» **SET TASK**: Extract every line of the records below and reproduce each one exactly, omitting the pictures.

(Point labeling dataset excerpts)
==*==

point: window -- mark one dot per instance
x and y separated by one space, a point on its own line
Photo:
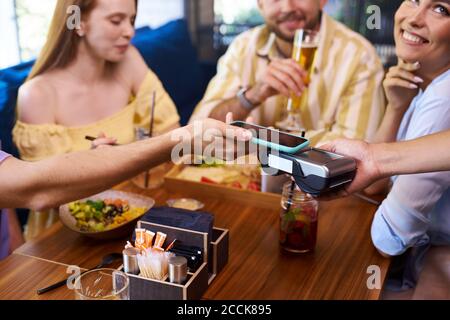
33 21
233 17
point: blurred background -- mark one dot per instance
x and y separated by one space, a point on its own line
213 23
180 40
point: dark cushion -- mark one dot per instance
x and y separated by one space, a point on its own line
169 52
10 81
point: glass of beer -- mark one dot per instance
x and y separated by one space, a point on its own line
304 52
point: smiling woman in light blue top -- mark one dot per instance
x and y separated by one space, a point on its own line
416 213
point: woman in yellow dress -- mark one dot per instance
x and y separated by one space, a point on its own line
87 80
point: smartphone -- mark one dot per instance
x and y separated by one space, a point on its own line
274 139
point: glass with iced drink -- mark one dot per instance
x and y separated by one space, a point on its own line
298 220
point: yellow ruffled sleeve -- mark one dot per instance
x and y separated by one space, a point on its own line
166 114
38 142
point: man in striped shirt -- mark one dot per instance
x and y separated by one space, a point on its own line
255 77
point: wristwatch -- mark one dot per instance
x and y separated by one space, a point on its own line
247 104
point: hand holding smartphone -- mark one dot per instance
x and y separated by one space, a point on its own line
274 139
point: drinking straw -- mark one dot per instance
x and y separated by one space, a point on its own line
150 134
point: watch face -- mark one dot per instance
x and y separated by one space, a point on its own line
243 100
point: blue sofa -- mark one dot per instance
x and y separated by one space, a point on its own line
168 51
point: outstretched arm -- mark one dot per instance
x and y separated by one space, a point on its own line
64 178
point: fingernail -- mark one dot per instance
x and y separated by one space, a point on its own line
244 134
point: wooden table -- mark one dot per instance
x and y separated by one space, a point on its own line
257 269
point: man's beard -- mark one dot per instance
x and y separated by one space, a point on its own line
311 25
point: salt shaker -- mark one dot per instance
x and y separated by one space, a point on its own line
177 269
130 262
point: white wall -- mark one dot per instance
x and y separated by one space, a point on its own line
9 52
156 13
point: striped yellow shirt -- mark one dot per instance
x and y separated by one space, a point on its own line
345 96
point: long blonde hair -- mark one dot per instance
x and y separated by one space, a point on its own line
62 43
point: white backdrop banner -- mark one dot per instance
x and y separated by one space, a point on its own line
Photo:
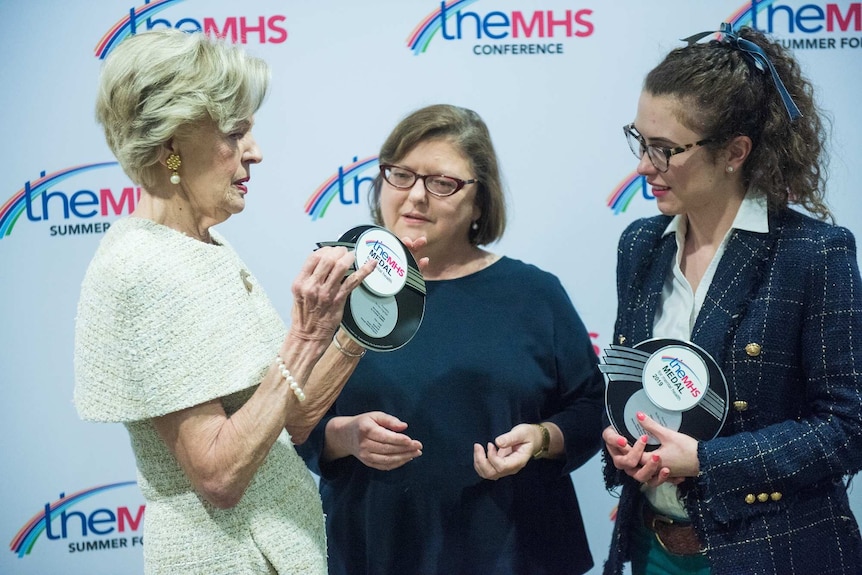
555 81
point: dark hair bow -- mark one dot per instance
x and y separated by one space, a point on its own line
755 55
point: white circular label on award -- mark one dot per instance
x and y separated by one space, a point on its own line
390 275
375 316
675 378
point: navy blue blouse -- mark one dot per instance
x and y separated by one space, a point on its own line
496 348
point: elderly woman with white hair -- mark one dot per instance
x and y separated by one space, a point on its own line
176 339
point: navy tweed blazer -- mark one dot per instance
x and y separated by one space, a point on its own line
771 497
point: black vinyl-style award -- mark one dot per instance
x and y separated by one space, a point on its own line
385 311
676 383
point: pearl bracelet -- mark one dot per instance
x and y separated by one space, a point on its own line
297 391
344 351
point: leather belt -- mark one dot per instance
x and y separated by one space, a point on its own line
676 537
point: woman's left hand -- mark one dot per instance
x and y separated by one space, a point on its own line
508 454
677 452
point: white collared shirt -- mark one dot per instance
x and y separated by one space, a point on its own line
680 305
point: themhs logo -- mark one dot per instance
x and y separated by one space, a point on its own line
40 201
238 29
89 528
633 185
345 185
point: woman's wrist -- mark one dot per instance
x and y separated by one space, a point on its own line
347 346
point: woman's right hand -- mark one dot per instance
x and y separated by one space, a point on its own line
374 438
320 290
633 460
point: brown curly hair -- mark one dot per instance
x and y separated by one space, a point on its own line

==*==

» **ANSWER FOR THE TASK**:
point: window -- mark one dot per instance
x and y separated by one space, a point on its own line
Photo:
33 21
233 17
point: blurred background -- mark one dot per instance
x and y separated by one space, a point on its own line
213 23
180 40
point: dark cushion -- mark one dot per instance
x and y separated by one space, a point on its own line
169 52
10 81
point: glass of beer -- mark one dot per instance
x and y separated by one space, a point on its own line
304 52
point: smiling woman in light blue top -- mark one dot per instance
x and y separated by one space, a point on its own line
416 213
point: woman in yellow dress -- mark one dot per instance
x and y separated by one space, a point on its own line
87 80
point: smartphone -- mark one dot per instance
x and y separated by one space, a point on its own line
274 139
point: glass with iced drink -- mark one dot per instance
x and y separated by one space, a point on its own line
298 220
point: yellow ruffled sleeve -- mark one dot per instance
x and y separated by one space, a point on its own line
166 114
38 142
point: man in striped shirt -- mark one dot per instance
x and y separated by one space, a point on its own line
255 77
point: wristwatch -- mark one dot per instance
x and y separated by one space, a point on its own line
247 104
point: hand holding smartphone -- mark one dot per instance
x and y separated by one space, a point on its own line
274 139
point: drinking straw -- mark one dot per instance
x and y separated by one space, a point on its own line
150 134
point: watch face -- mark one dot per instance
x and y separated by one space, a point on its own line
243 100
point: blue sofa -- mark one dot per instance
x and y separated by one space, a point on its own line
168 51
point: outstretched arm -- mark one dot per instance
x and y separated by one space, a point on its own line
64 178
point: fingernail -- mark one dot per instance
x and y separated by one space, a point on its own line
244 134
point: wooden table -- mark one dot per instance
x and y separated by one space, a point on its own line
257 269
point: man's beard -- mark one dot per instance
x and y separated by one space, a point on its own line
311 25
point: salt shaker -- mark one dot per instance
x and y separated by one space, a point on its own line
177 269
130 262
point: white wall -- mark one dot per instance
x and y separated by one space, a point on its own line
9 52
156 13
point: striped yellow shirt -- mark one dot per instance
x and y separated by one space, a point on its own line
345 96
point: long blonde hair -- mark one dot per instance
x and y separated by one space, a point on its own line
62 43
point: white backdrop banner -- mark one dot per instance
x and y separated by one space, a point on its own line
Photo:
555 81
point: dark hair bow -- mark one dot per instance
x and y separated by one space, a point on its own line
755 55
point: white circular label on award -- mark one dot per instance
x and y separated by one space, a point on its own line
390 275
375 316
675 378
point: navy blue blouse -- mark one dot per instance
x and y separated by one space, a point on its own line
496 348
point: elderly woman with white hair -- mark one dot per instance
x and y separated by one space, a point on its own line
176 339
point: navy tweed blazer -- mark one dot per instance
x and y separated by one space, a point on its own line
771 497
point: black vinyl-style award -- mark one dot per instance
x and y separated by one space, a point on its own line
385 311
676 383
point: pearl bracelet -- mark one dot per instance
x and y separated by one space, a point on its own line
297 391
344 351
point: leather belt -- mark one dot per instance
x and y separated by one space, a point on its own line
676 537
point: woman's left hand -- mark one dot per instance
x and y separated by one space, a point on its own line
508 454
677 452
point: white collared shirt -- mark one dot per instance
x and y separated by one space, a point on its own line
680 305
point: themhs logo -- mark one dot per instance
x and y separated by one space, a point on its own line
40 201
238 29
89 528
633 185
345 185
point: woman's wrist -- mark one dot per instance
x and y separated by one space, a point on its own line
347 346
point: woman's right hand -- mark one dot per instance
x and y separated by one space, a point on its own line
374 438
320 290
633 460
point: brown curly hair -- mark one dot per instance
x and y separated by one space, a point on its own line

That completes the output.